Extracted information
------------------------------------------------------------------------

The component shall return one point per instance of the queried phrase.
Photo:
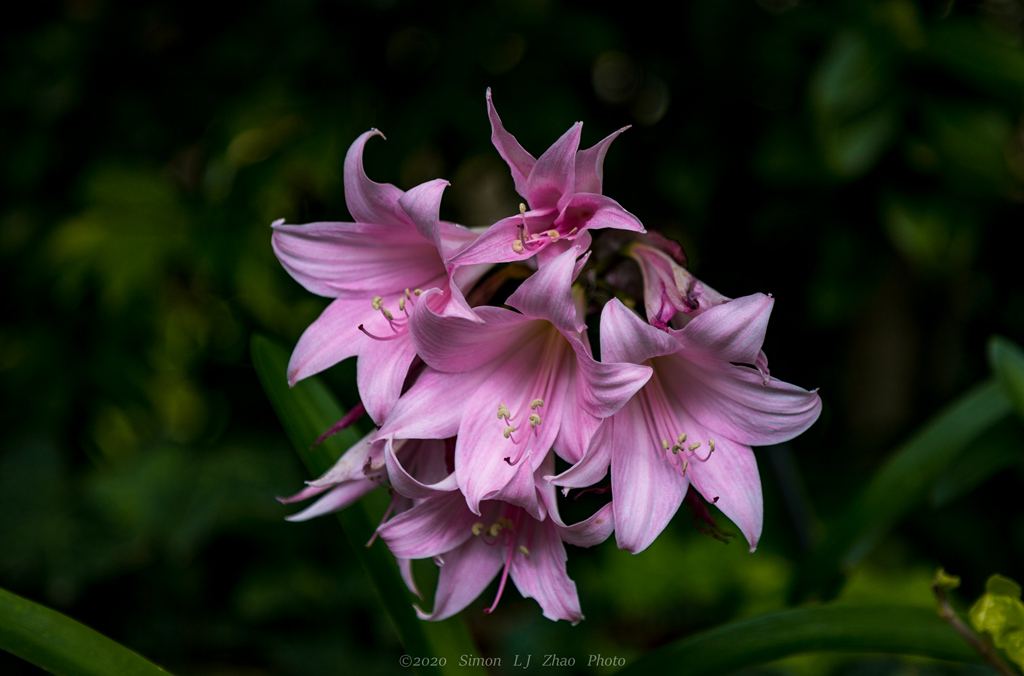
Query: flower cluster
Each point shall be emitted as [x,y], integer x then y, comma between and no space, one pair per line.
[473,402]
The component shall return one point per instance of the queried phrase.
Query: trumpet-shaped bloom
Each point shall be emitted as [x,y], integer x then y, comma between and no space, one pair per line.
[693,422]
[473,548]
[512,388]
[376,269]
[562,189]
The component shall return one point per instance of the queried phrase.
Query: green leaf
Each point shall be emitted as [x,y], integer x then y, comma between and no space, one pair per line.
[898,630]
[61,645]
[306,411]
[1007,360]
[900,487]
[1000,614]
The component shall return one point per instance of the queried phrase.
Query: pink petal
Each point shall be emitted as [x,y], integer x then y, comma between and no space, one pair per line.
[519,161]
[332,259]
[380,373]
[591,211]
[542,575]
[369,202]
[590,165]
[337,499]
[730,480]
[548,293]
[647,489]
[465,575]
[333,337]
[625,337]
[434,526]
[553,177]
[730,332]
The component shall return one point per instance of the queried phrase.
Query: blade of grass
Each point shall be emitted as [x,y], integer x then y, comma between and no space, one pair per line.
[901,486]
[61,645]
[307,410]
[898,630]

------------------------------------------------------------------------

The problem
Report each line of the entries above that contains the string "Query". Count only matches with the same capitalization.

Finished exercise
Query: flower cluster
Query: trumpet-shaped bloom
Query: green leaf
Query: pink petal
Query: blade of grass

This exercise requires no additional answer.